Work request | Every entry must be given again exactly.

Recorded information |
..........

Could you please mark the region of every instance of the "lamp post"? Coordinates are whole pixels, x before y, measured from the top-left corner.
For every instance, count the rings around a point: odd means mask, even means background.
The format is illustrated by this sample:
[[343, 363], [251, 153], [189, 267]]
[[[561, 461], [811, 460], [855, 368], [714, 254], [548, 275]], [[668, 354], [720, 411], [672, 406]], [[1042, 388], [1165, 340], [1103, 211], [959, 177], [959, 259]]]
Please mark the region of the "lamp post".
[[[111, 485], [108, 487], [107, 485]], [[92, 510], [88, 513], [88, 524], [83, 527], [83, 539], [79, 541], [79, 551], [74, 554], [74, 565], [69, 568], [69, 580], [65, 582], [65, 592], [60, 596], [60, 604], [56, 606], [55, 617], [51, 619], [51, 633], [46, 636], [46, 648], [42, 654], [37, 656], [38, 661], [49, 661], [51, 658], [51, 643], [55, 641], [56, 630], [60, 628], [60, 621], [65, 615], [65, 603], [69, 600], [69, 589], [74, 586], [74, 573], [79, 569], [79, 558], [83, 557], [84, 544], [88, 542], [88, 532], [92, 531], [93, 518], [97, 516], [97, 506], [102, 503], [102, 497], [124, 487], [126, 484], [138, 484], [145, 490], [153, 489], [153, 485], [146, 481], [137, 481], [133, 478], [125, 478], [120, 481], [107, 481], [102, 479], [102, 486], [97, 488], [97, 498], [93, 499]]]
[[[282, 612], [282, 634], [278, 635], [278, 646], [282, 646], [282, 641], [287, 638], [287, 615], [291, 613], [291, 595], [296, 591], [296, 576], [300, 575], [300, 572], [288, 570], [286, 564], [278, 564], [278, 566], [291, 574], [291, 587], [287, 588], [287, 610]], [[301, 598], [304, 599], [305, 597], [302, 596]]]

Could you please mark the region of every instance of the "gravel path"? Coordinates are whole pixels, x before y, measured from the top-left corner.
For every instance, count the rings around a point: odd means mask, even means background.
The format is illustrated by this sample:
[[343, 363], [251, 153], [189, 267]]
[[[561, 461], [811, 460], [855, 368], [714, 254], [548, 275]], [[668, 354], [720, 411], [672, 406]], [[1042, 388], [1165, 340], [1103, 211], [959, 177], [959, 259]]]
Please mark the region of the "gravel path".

..........

Result below |
Could you please mark the region of every instance of the "lamp post"? Coordinates are whole pixels, x before y, measured from the top-left corner.
For every instance, count the rings around a point: odd means mask, even means background.
The format is illustrated by this sample:
[[343, 363], [251, 153], [189, 267]]
[[[561, 461], [811, 460], [855, 368], [714, 254], [548, 275]], [[668, 354], [720, 411], [672, 406]], [[1042, 388], [1165, 340], [1103, 211], [959, 177], [959, 259]]]
Please mark the region of the "lamp post".
[[[111, 485], [108, 487], [107, 485]], [[92, 510], [88, 513], [88, 524], [83, 527], [83, 539], [79, 541], [79, 551], [74, 554], [74, 565], [69, 568], [69, 580], [65, 582], [65, 592], [60, 596], [60, 604], [56, 606], [55, 617], [51, 619], [51, 633], [46, 636], [46, 648], [42, 654], [37, 656], [38, 661], [49, 661], [51, 658], [51, 643], [55, 641], [56, 630], [60, 628], [60, 621], [65, 615], [65, 603], [69, 600], [69, 589], [74, 586], [74, 573], [79, 569], [79, 558], [83, 557], [84, 544], [88, 542], [88, 532], [92, 531], [93, 518], [97, 516], [97, 506], [102, 503], [102, 497], [124, 487], [126, 484], [138, 484], [145, 490], [153, 489], [153, 485], [146, 481], [137, 481], [133, 478], [125, 478], [120, 481], [107, 481], [102, 479], [102, 486], [97, 488], [97, 498], [93, 499]]]
[[[282, 612], [282, 634], [278, 635], [278, 646], [282, 646], [282, 641], [287, 638], [287, 615], [291, 613], [291, 595], [296, 591], [296, 576], [300, 575], [300, 572], [288, 570], [286, 564], [278, 564], [278, 566], [291, 574], [291, 587], [287, 588], [287, 610]], [[301, 598], [304, 599], [305, 597], [302, 596]]]

Could you please mark the region of every instance of the "gravel path"? Coordinates are whole pixels, x before y, measured from the top-left corner.
For every instance, count the rings around a point: odd means mask, even means background.
The format is illustrated by this sample:
[[343, 363], [251, 153], [189, 267]]
[[[561, 461], [811, 460], [855, 368], [714, 254], [548, 275]], [[668, 354], [720, 411], [672, 406]], [[1042, 388], [1165, 340], [1103, 211], [959, 177], [959, 259]]]
Please mark the region of the "gravel path".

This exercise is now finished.